◆ Quoted text ◆
--- START ---
Centralia College Industrial Trades Training Center to be Completed by Winter; Hopes to Partner with K-12 Schools


The Southwest Washington Flexible Training (SWFT) Center, a 12,000-square-foot building that will house various industrial trades training courses, is currently under construction and is expected to open for the upcoming winter quarter. 

Centralia College Foundation executive director Christine Fossett said that Centralia College and the foundation recognized a need within the community for more technical training and said the SWFT center will fill that need.

“A number of years ago our board members were talking with the college about the next steps and one of the things they heard a lot through local industry and local businesses is the need for qualified trained employees — often in the industrial trades,” Fossett said.

She said that one of the difficulties the college was facing was having a location and the physical space to conduct the training.

The flexibility of the space can be utilized to facilitate whatever type of training is most needed — whether it is carpenters, millwrights, EMTs, forklift operators or something else that a local business tells the college they need.

“The reality is — whether it’s the auto mechanics, the plumbers, the electricians, the millwrights — those are some of the best paying jobs in Lewis County and we don’t have a direct training program that addresses any of those at the college,” said Jake Fay, the dean of instruction at Centralia College.

After submitting a proposal, Centralia College received a TransAlta Coal Transition grant for $1.3 million for the building of the Southwest Washington Flexible Training Center.

Fay said that the college is exploring ways to partner with K-12 schools so that high school students can utilize the SWFT Center as well. He said that having high school students come to the SWFT Center for a half-day would help students understand more of the career options available to them after graduation.
--- END ---
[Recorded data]
--- START ---
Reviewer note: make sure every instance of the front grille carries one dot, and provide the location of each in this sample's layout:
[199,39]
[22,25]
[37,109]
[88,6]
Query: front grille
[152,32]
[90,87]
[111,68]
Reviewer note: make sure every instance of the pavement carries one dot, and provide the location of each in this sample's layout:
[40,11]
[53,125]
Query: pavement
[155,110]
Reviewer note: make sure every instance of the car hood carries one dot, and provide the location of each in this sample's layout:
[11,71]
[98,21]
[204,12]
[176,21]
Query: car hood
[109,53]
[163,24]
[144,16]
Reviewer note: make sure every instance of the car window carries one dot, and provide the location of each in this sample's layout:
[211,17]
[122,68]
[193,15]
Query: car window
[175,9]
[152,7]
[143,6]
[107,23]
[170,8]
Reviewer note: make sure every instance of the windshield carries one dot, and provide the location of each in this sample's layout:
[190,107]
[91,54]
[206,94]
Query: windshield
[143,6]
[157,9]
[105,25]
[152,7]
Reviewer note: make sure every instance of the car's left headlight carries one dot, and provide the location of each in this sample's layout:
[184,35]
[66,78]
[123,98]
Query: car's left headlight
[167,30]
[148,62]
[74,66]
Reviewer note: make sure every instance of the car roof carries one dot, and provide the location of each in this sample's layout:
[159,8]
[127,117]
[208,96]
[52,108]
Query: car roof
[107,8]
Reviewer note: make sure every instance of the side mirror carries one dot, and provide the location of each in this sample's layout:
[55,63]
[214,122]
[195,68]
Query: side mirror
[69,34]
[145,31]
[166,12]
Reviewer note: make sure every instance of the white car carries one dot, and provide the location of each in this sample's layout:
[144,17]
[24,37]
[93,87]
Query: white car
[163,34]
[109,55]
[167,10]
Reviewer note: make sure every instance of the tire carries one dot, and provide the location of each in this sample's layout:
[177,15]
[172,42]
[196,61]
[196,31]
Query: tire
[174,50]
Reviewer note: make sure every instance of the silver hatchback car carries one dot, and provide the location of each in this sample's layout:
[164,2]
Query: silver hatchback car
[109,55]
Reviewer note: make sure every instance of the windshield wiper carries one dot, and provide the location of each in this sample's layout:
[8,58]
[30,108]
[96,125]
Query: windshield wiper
--- END ---
◆ Exercise objective ◆
Decide whether each statement agrees with the article about the Centralia College training center: 1. The SWFT Center building is 12,000 square feet. 2. The college received a $2.3 million grant for the building. 3. Fay said the college already has a direct training program for electricians. Answer yes or no for each and quote the article's deciding words. The entries are separate from the article and unrelated to it.

◆ Complete answer ◆
1. Yes: "a 12,000-square-foot building"
2. No: "a TransAlta Coal Transition grant for $1.3 million"
3. No: "we don’t have a direct training program that addresses any of those at the college"